## Start Records for this task

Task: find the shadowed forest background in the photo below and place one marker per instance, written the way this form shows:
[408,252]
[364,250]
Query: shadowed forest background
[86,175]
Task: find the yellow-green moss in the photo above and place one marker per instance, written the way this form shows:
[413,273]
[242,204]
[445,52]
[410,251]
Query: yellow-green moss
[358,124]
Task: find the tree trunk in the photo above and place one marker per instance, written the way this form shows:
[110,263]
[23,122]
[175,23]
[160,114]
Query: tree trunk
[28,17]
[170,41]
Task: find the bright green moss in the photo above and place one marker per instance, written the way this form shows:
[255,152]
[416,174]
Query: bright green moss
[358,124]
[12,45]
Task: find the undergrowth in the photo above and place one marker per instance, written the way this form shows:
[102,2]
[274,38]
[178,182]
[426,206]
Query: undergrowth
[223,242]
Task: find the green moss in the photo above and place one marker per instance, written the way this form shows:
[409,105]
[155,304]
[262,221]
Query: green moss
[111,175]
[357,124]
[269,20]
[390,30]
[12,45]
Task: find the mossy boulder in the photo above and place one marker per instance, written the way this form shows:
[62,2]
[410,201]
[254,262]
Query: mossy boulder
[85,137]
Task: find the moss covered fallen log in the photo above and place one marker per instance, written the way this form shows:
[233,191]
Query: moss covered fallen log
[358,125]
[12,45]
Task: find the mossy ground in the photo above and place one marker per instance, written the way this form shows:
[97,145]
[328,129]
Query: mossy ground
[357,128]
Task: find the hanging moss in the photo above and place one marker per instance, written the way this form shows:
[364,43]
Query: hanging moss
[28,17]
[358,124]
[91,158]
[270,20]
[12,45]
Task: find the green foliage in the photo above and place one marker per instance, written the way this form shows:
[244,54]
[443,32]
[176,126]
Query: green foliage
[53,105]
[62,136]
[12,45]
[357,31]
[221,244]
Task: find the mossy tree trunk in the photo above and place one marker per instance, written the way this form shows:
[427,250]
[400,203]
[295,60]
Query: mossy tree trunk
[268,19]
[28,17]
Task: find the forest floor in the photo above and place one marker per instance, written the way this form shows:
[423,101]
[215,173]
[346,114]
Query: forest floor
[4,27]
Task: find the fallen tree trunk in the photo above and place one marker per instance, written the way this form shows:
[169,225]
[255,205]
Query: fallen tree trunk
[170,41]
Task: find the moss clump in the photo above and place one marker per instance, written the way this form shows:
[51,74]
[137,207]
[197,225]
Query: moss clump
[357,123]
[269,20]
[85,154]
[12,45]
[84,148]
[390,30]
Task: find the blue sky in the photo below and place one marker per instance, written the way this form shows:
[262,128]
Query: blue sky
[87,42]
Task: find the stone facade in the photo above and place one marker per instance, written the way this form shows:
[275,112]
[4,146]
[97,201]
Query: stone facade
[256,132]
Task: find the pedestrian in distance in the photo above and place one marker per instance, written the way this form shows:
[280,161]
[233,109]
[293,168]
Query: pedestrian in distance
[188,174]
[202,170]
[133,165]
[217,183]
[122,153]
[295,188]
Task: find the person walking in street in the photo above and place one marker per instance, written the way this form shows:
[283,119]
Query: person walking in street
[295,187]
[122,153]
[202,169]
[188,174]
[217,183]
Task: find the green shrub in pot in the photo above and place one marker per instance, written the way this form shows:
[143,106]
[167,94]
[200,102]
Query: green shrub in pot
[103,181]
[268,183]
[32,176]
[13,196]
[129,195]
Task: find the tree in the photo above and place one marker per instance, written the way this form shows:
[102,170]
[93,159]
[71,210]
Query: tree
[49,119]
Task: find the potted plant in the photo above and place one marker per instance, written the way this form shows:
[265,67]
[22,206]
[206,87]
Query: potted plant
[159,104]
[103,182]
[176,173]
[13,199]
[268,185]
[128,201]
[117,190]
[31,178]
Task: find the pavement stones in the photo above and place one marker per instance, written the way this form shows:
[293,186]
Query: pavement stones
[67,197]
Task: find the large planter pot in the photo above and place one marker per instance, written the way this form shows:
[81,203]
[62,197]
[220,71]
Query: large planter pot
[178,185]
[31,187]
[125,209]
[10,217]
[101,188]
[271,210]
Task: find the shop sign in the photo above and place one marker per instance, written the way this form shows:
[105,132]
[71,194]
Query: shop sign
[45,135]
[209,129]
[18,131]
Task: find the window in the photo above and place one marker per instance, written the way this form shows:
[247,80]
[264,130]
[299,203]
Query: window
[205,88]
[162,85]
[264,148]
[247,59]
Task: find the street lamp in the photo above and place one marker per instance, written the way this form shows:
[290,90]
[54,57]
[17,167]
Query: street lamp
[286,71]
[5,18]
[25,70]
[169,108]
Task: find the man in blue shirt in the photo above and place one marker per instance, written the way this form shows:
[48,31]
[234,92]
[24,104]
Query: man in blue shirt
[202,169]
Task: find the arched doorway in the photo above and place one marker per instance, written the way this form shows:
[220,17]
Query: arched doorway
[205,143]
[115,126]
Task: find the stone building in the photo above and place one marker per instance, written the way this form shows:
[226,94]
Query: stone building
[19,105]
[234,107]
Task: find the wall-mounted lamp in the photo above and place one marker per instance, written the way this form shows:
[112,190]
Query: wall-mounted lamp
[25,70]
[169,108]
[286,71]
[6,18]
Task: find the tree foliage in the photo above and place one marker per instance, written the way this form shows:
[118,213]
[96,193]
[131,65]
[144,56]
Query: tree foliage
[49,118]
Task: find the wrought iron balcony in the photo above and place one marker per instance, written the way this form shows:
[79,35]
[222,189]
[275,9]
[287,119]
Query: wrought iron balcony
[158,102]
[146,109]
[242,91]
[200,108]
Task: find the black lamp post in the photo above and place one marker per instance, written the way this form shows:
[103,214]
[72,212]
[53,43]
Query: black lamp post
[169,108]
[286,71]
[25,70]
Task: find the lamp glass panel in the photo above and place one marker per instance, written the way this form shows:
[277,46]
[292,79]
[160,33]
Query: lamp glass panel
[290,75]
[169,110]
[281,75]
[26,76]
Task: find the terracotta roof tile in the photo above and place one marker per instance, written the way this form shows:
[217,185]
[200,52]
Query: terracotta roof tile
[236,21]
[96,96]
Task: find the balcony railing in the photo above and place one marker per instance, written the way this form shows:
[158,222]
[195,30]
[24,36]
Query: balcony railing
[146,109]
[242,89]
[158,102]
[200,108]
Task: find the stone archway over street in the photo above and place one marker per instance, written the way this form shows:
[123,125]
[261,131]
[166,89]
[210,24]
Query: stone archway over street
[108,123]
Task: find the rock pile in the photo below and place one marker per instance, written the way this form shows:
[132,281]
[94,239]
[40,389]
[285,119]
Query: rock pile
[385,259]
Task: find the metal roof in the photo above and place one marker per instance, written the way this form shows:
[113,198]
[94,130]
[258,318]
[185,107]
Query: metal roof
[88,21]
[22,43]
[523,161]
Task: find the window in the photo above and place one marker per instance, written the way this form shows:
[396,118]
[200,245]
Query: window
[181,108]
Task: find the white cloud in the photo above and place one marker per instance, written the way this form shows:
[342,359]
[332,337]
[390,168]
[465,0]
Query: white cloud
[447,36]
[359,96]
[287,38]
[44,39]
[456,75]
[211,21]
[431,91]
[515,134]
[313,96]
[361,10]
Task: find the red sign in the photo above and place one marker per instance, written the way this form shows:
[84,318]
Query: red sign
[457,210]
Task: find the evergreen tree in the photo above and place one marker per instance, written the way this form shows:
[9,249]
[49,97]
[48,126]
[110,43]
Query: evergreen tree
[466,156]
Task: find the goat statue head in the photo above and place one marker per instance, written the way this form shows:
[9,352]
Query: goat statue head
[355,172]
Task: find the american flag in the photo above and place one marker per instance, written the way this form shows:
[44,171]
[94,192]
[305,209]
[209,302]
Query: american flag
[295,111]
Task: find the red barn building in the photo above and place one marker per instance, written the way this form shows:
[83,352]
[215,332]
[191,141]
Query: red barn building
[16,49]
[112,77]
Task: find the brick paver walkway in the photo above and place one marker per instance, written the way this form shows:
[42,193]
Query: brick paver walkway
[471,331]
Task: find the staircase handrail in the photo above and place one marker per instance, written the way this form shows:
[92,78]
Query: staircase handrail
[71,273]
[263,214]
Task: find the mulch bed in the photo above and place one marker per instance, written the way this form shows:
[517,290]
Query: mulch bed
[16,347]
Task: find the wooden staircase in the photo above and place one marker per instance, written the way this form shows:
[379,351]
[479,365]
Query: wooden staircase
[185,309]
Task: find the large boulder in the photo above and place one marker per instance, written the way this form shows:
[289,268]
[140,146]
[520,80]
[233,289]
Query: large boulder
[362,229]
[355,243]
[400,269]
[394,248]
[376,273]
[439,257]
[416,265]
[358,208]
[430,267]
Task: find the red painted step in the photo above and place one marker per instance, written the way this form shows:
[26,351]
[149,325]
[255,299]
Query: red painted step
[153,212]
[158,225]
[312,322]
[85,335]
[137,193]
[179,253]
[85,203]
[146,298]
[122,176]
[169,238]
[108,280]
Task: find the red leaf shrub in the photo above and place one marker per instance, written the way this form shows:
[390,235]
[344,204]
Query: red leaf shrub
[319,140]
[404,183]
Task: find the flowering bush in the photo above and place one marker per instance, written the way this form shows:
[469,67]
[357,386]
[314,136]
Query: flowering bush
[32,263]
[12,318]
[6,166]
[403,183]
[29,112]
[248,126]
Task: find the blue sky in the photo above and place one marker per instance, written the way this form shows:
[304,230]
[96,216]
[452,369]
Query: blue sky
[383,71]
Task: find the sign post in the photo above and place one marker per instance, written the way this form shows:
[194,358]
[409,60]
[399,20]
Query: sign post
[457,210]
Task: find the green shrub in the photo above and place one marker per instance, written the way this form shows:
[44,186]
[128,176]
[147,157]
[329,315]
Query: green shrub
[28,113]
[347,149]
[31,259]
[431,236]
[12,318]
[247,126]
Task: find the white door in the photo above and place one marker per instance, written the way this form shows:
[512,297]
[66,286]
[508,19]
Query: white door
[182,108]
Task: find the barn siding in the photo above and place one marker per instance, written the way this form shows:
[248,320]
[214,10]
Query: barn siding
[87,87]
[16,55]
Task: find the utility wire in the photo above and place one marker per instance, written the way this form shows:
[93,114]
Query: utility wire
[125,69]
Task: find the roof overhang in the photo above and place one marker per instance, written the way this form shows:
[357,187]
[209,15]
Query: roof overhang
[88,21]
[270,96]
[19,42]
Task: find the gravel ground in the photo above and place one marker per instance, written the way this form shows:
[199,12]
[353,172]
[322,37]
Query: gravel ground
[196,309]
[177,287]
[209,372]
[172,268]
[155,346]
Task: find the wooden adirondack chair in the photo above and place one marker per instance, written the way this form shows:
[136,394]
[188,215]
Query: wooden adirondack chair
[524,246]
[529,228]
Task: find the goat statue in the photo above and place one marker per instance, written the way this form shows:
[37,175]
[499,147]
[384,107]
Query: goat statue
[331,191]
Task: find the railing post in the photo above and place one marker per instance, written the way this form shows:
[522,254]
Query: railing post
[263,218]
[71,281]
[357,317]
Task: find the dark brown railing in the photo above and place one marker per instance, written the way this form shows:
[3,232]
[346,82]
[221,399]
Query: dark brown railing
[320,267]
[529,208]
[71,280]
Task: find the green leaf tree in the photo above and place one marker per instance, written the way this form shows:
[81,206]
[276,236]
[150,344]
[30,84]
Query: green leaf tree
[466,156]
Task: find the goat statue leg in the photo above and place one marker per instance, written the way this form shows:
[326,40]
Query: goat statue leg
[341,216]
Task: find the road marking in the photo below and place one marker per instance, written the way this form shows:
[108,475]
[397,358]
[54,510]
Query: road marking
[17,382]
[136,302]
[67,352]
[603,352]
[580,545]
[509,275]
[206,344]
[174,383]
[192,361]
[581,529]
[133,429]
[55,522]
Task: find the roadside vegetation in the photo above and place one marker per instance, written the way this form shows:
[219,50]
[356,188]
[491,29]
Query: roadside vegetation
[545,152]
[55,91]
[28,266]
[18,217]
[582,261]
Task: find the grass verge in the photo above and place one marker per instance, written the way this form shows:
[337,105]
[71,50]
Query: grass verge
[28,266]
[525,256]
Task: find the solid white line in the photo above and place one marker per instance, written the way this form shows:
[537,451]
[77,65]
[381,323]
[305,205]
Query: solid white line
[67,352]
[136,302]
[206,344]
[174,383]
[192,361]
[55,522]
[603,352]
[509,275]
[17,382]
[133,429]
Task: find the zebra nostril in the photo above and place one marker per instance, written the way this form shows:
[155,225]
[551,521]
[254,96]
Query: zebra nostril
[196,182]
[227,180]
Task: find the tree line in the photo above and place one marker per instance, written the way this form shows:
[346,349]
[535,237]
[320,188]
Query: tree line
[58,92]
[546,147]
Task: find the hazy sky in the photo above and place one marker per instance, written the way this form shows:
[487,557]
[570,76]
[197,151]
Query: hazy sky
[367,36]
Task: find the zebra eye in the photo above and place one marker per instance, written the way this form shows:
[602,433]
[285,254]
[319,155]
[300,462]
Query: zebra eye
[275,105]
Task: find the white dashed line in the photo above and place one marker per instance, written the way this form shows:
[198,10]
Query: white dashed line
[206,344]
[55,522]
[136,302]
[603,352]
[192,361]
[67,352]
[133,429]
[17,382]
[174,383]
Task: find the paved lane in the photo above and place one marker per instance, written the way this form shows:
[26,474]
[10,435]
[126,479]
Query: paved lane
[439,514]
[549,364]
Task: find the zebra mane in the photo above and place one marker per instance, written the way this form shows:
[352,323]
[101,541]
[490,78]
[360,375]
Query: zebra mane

## End Records for this task

__Objective__
Your task is to output exactly the lines running from the one with "Task: find the zebra eye" through the final line of the material above, with both ends included.

__Result of the task__
Task: find the zebra eye in the photo above and place one marker per instance, written the way this form shows:
[602,433]
[285,254]
[319,155]
[300,462]
Query: zebra eye
[275,105]
Task: find the white dashed line in the photo above and place one marker per instance, written the way this form shows:
[198,10]
Query: white dashed line
[206,344]
[55,522]
[136,302]
[603,352]
[192,361]
[67,352]
[133,429]
[17,382]
[174,383]
Task: find the paved lane in the photo above and place one marker per instance, written the way this form shows:
[26,474]
[10,435]
[126,479]
Query: paved lane
[439,514]
[549,364]
Task: find the zebra mane in the photo above and place one marker per instance, written the way this form shows:
[352,323]
[101,541]
[490,78]
[360,375]
Query: zebra mane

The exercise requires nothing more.